* [SHORT PROBLEM]: Rewrite every one of the records below, substituting "in the image" for each occurrence of "in this photo" and leaving all other text unchanged. Omit the pictures from your answer.

* [ROWS]:
▼

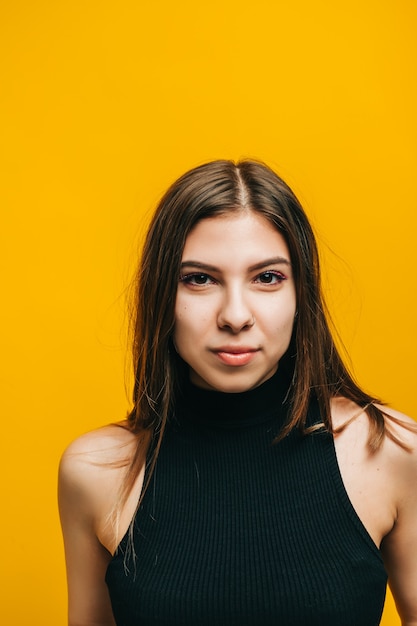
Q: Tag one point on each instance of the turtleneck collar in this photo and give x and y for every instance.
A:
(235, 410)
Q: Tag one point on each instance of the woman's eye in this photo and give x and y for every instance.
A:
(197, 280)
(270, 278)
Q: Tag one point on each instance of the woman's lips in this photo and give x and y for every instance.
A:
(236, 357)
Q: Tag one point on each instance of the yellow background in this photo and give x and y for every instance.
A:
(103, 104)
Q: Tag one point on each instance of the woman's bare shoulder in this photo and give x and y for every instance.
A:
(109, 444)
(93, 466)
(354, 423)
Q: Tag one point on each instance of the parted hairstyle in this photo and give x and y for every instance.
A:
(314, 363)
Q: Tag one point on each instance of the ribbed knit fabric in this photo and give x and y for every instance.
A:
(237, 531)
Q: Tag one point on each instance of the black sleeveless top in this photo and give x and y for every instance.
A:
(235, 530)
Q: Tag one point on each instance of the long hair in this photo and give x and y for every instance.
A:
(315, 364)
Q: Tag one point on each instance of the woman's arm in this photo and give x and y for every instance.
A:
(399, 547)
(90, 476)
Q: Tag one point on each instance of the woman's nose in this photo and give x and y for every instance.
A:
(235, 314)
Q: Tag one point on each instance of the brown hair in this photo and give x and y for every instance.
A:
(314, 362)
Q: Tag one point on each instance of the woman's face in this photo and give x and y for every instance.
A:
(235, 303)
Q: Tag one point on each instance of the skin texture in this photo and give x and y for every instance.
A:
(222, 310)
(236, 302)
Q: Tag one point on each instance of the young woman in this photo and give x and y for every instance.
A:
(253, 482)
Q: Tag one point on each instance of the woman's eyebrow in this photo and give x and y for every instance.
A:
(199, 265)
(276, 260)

▲

* [EXPECTED OUTPUT]:
Q: Tag one point on each instance of the turtleneck collar in the image and give x and y for every instance.
A:
(235, 410)
Q: Tag one point on each instance of the woman's eye in the image and give x and y for every instance.
A:
(197, 280)
(270, 278)
Q: Tag one point on each instance of the woman's lips in the image and give x and y for every instance.
A:
(236, 357)
Q: Tag one point on each instance of the yellow background in the image and give x and y for every instance.
A:
(103, 104)
Q: Tag one point on each instance of the woman's bare shoulder in the image and give x and y for every instance.
A:
(109, 444)
(93, 466)
(354, 423)
Q: Tag one point on each instance of the parted hairstyle in the image and give x and y for every instance.
A:
(314, 363)
Q: Tag one point on each instance of the ribbed knit fabric in the image and give x and y for every instance.
A:
(237, 531)
Q: Tag one point on each instance of the black sleeveless top in the image and give x and y for every instance.
A:
(235, 530)
Q: Tag one point on each instance of the long hair in the image and give x and y for every instance.
A:
(315, 364)
Q: Tag one point on each instance of the woman's arm in the image and give x and y for every instance.
A:
(399, 547)
(90, 476)
Q: Tag one point on each instance of the woman's nose in the image and give x and y for every instance.
A:
(235, 314)
Q: Tag one point on each instance of the brown hair in the image and give x and y for every instance.
A:
(314, 362)
Q: Tag one point on each instance of the woman's face in the image and give x and y for every instance.
A:
(235, 303)
Q: Tag one point on each instance of the skin texture in the image and give x and y for every instance.
A:
(222, 310)
(236, 302)
Q: Tag one point on each instance of the young woman in the image and give x and y for every instance.
A:
(253, 482)
Q: Tag one point on each instance of the woman's eyebrow in the image and give x and y for every instance.
A:
(199, 265)
(276, 260)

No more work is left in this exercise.